Work instruction
Down to the last line, set down the listing below exactly, apart from its pictures.

Dataset excerpts
>>>>>

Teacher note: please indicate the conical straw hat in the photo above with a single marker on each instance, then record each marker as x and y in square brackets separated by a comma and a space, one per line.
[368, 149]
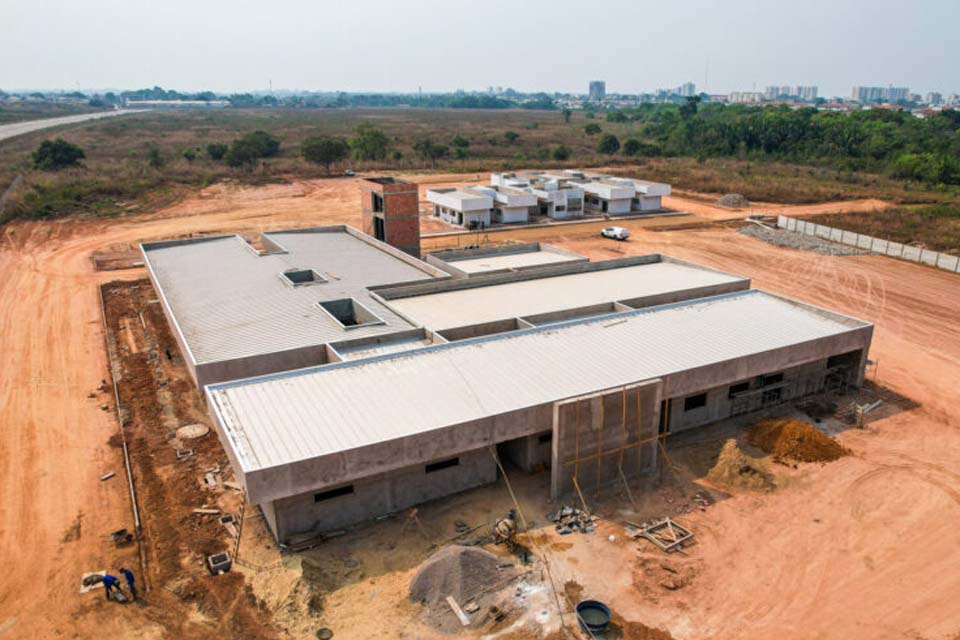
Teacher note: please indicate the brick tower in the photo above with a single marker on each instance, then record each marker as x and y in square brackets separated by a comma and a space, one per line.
[391, 212]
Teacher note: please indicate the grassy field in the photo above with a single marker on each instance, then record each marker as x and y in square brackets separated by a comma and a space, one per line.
[934, 227]
[117, 178]
[10, 113]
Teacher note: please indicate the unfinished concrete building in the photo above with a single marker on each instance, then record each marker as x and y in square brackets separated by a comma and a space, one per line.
[348, 380]
[391, 212]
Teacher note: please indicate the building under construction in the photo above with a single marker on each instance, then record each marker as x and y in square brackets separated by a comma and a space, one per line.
[348, 379]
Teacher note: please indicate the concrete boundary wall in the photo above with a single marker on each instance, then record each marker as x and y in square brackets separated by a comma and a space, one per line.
[937, 259]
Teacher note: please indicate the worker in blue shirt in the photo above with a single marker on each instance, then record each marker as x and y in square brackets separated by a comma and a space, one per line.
[128, 575]
[110, 583]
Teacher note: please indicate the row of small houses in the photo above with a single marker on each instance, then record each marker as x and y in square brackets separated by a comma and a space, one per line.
[515, 197]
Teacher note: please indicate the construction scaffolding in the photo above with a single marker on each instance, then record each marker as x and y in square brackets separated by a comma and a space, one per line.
[605, 438]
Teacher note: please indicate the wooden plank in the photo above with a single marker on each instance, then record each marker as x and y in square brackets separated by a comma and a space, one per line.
[464, 619]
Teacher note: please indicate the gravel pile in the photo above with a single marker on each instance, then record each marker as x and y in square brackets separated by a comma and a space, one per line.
[794, 240]
[734, 200]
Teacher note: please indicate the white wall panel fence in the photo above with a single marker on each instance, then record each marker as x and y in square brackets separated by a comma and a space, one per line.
[937, 259]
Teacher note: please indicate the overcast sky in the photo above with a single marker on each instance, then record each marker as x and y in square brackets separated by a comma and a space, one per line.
[530, 45]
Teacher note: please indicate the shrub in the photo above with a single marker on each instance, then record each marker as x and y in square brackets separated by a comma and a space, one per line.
[325, 150]
[216, 150]
[608, 144]
[369, 143]
[52, 155]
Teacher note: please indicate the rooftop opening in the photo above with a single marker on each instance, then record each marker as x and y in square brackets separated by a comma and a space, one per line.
[300, 277]
[350, 313]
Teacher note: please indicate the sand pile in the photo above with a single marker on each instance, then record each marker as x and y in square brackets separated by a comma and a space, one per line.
[736, 469]
[734, 200]
[469, 574]
[787, 439]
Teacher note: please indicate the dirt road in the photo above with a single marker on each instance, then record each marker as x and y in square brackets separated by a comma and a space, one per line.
[20, 128]
[860, 548]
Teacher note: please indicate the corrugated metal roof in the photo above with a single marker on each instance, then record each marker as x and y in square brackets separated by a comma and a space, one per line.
[230, 303]
[449, 309]
[305, 414]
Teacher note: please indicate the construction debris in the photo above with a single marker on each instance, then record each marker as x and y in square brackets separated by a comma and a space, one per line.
[667, 535]
[219, 563]
[192, 431]
[733, 200]
[460, 574]
[794, 240]
[570, 519]
[464, 619]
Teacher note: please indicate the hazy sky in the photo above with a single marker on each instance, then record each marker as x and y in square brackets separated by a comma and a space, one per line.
[379, 45]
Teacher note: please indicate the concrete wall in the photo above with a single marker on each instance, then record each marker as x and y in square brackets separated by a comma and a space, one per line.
[648, 203]
[719, 404]
[530, 452]
[511, 214]
[594, 429]
[382, 494]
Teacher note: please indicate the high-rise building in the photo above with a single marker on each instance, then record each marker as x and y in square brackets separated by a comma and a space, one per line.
[880, 94]
[598, 90]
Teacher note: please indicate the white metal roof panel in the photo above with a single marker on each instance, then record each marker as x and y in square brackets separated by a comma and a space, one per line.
[230, 302]
[512, 261]
[449, 309]
[310, 413]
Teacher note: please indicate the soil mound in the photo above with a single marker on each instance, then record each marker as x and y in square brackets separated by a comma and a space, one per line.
[736, 469]
[468, 574]
[734, 200]
[787, 439]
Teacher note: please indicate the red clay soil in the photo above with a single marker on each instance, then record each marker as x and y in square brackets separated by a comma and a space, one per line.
[787, 439]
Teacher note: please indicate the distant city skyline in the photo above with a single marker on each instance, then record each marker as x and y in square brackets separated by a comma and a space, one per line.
[380, 46]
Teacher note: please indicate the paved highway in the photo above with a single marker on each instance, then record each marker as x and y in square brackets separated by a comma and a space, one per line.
[20, 128]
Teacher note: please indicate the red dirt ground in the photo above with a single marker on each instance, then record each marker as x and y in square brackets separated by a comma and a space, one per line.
[863, 547]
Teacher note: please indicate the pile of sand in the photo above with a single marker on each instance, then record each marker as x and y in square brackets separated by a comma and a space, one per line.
[787, 439]
[469, 574]
[734, 200]
[736, 469]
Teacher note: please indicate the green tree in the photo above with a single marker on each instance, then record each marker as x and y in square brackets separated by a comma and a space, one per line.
[325, 150]
[154, 158]
[427, 149]
[52, 155]
[631, 147]
[216, 150]
[245, 151]
[561, 153]
[608, 144]
[369, 142]
[689, 108]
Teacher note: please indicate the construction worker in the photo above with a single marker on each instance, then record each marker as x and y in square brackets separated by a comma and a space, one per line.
[128, 575]
[111, 583]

<<<<<

Task response
Teacher note: please indicate the conical straw hat in the photo above with a single marker on each instance, then record each marker as x and y in square brackets separated by a comma and a space, one per line.
[368, 149]
Teacher note: please indicate the brick tower in the photo above with a single marker on each instance, then record each marker as x and y in square brackets separated by a comma and a space, one per line.
[391, 212]
Teacher note: please indicate the grassy field in the photo above with a single marker on each instance, then record each marker as x and y in square brackets separated by a comma and a space, one per line.
[934, 227]
[117, 178]
[10, 113]
Teacher note: please indicate the unfinished concrete building in the photo above with a single marker on each instance, then record each marker as x and y in square brackets separated by a comma and a space, one per line.
[348, 380]
[391, 212]
Teacher note: please indicate the building under construction in the photo above with a single marker on each instance, then record each marker as x and y in square brackets separated by a comma and a space, one per line.
[348, 379]
Teacher note: please indicate the concrete boundary wall in the photo above with a single marker on each instance, then record each marker as x and y in square brackets separated by a comma and a space, one per line.
[937, 259]
Teacher note: please indicate the worker in blue shirt in the photo above with a single marker on each instance, then record each marker as x and y in square brackets separated by a comma and a space, one per line.
[128, 575]
[110, 583]
Teacher note: please indicate the row of small houses in the photo above with a single marker on each instance, then record each marker as x and y in square brackets separated by a comma and a space, one per line.
[515, 197]
Teacher note: please indicate the construction scaffolding in the photo above with a single marker on each instance, then record each marker as x and y in square brackets separated by a comma and a space, one per line.
[605, 438]
Teacher note: please indicate the wooden plank in the photo above with a single marker on each instance, then record each marker as x and y in square brackets separated by a comma and a space, one per line.
[464, 619]
Teacher note: please indicate the gravel pile in the photo above with a single marker on each instance, then record each marker as x and y in square brackets separated by a comma and a space, one per line.
[794, 240]
[734, 200]
Teacher note: please indicate the white wall panel fence in the photo above with a single marker on each instance, then record each marker as x and y in square brackets separated by a comma and a space, one per line.
[937, 259]
Teacher note: please indicate the overcast sky in the photo above with a single marker on each instance, then record each marker as x and y in square brackets separated by a comma and a space, one per line.
[530, 45]
Teacher note: please indicate the shrub in the photo above with a single marker on each instance, then record each marker as x and y in square brackets separated by a comma and a space, one per line.
[325, 150]
[216, 150]
[608, 144]
[369, 143]
[52, 155]
Teacher note: please indicate the rooftop opening in the photo above with a single marker on each instance, then record each marker as x and y in square brackets separated by a comma and a space, one per line.
[300, 277]
[350, 313]
Teacher note: please indicate the sand pile in the photo above with a single marker on each instance, then record each marker as x and y in square brackets separated by a comma and a space, one per line.
[736, 469]
[734, 200]
[469, 574]
[787, 439]
Teacher note: please indicate the dirt road in the photo above with a single marker on each instance, then record each marker as x and y in square brackets separated by a comma and a space, one per line.
[20, 128]
[860, 548]
Teacher note: please indicate the corrugated metal roof in the photo above with a single marker on each instance, then record each marker as x and y in square brackets separated by a comma and a space, one per line.
[230, 303]
[449, 309]
[305, 414]
Teacher note: please indicate the construction debris in the photo above with a single marker on each instance, then record each marker as x and y in square brackets separated by a comma and a space, one per line.
[667, 535]
[219, 563]
[192, 431]
[733, 200]
[460, 574]
[794, 240]
[570, 519]
[464, 619]
Teacher note: please indicate the hazy sky in the photo above with a single marker on each instance, then record each marker as x and y in square brackets separated by a comma and a space, one per line.
[379, 45]
Teacher note: please indicate the concrete wall in the photo above with a single marker on each instance, then record each marker as x and y in square brackets separated by a comma and a space, one per line.
[648, 203]
[719, 404]
[530, 452]
[511, 214]
[594, 429]
[382, 494]
Teacher note: please indicate the high-rise building in the photo above with a single marker on each instance, then record each marker as x and y in square brackets separated by a comma and a space, one per line.
[880, 94]
[598, 90]
Teacher note: please indicate the white metal roof panel in the photo above with a single marker on each instance, then record each marker as x and y in square brackets separated by a comma and a space, one per line.
[230, 302]
[512, 261]
[449, 309]
[310, 413]
Teacher note: please indicate the soil mound in the photo above with a single marker on each instance, then record each marker as x and y in square brackets separated by a comma and a space, one per line.
[736, 469]
[468, 574]
[734, 200]
[787, 439]
Teacher note: please indicate the red clay soil in the photo above with a single marker on each instance, then record each marker as x and y in square brackets separated by a comma and a space, one per line.
[787, 439]
Teacher note: please indicate the distant city skyline in the photo above with a single marker on each instance, then record each marker as x and y in square brackets separated by a comma and a space, one per line.
[380, 46]
Teacher note: please indicate the paved highway in the photo above with a single marker on each instance, then record each marker as x and y in square brackets separated by a comma and a space, one per line.
[20, 128]
Teacher note: please indicate the red dirt ground in the photo above with a single marker on each instance, then record each marker as x and y in square brackets separated by a comma and a space, one per line.
[863, 547]
Teacher note: please indicate the pile of sand in the photo above with a single marker on each instance, then record each marker as x and y in square brackets separated by a comma and a space, one per line.
[787, 439]
[469, 574]
[734, 200]
[736, 469]
Teacher note: please indicate the green tree in the photo above with a single marker on each instance, then record each marker as x and y in square brackets separated by a comma and a space, one per line.
[325, 150]
[154, 158]
[427, 149]
[52, 155]
[631, 147]
[216, 150]
[245, 151]
[561, 153]
[608, 144]
[369, 142]
[689, 108]
Teacher note: please indicate the construction worker in the photo above with a single marker on each instance, then record each marker as x and y in square brackets separated by a comma and a space, one per line.
[128, 575]
[111, 583]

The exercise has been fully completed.